■ **PROVIDED PASSAGE**
====

At the beginning of 2015, I spent six weeks traveling through India. The Catholics are a tiny minority in a sea of over one billion people, most of whom are Hindu. But they have a significant cultural asset. They have established a network of schools which are the best in India. Because of that fact, 80 percent of the students attending those schools are Hindus. I met one of those students at a Catholic school I visited in Delhi. After I gave a short talk to an English class of 16 year olds, a Hindu teenager by the name of Samil stood up and asked if I could come up with a scientific proof for the existence of God.

He asked this question because he lived in a culture which had lots of religion and lots of science, but no coherent explanation of how the one related to the other. I discovered this during a trip to Mumbai where my guide, Fr. Cyril Fernandes (who had founded four Catholic schools himself), took me to that city’s temple of Ganisha. Fr. Cyril assures me that it’s famous, and if the crowd is any indication, what he said must be true. To get in you have to take your shoes off and get in line with the worshippers. Before we got to the big attraction, we had to pass by two big silver mice. The Hindus approach them with garlands which they put around the mice’s necks. One man placed what looked like a saddle blanket or doily over a mouse’s back, bent down and whispered his prayers, which is to say his requests, into the mouse’s ear. The mouse is then supposed to scamper off and tell God what he just heard. So, instead of, “From your mouth to God’s ear,” it’s “From your mouth to the mouse’s ear to God’s ear.” His wife and children then did the same.

====

■ **LISTED ENTRIES**

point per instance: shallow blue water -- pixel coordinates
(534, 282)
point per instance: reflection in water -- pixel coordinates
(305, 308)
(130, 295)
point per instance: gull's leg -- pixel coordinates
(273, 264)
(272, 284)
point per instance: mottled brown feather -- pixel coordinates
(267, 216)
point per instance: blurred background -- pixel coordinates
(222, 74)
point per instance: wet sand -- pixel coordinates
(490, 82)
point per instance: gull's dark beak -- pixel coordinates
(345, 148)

====

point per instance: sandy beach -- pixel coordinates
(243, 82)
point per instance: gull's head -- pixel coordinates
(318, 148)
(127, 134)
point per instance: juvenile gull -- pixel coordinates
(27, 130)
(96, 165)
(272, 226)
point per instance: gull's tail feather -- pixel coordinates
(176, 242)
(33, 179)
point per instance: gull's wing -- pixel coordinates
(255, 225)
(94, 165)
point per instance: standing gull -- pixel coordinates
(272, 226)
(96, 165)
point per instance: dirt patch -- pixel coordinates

====

■ **TASK LIST**
- 1) Pick out each line of the entries that contains the string "feather", where case matters.
- 2) Continue the India travel passage from the point where it stops.
The India travel passage and the entries are unrelated and stand apart from each other.

■ **RESPONSES FOR EACH TASK**
- 1)
point per instance: mottled brown feather -- pixel coordinates
point per instance: gull's tail feather -- pixel coordinates

- 2)
The main show was a bit disappointing after that. The idol of Ganisha, the chubby fellow with the elephant’s head, was gold with a silver background, but disappointingly small, especially after I saw the three-story tall monkey god Hanuman in Delhi. The Hindu priest was bare-chested but wearing a saffron skirt. After taking the pilgrims’ offerings, he gave half of them back as a sort of quid pro quo.

After visiting Ganisha’s temple, we went directly to the Nehru Science Center, something like the Museum of Science and Industry in Chicago or the Franklin Institute in Philadelphia. As we stood in line to get in, I contemplated a mural just inside the front door entitled “Cosmic Evolution,” which attempted to portray the history of the cosmos from the Big Bang to the present. The passive voice abounded. At the beginning of absolutely everything, we were told, “Atoms formed.” The extensive use of the passive voice in the mural was a dead giveaway to the fact that “cosmic evolution” was another word for an attack on causality. To say that “Atoms formed” was the scientific equivalent to saying, “Shit happens.” The shit in question, according to the Nehru Science Center’s cosmology, had uncanny similarities to the traditional Hindu cosmology, symbolized by the image of the earth resting on the back of an elephant and an elephant standing on a turtle. From that point on, it’s turtles all the way down for both Nehru and Ganeesh.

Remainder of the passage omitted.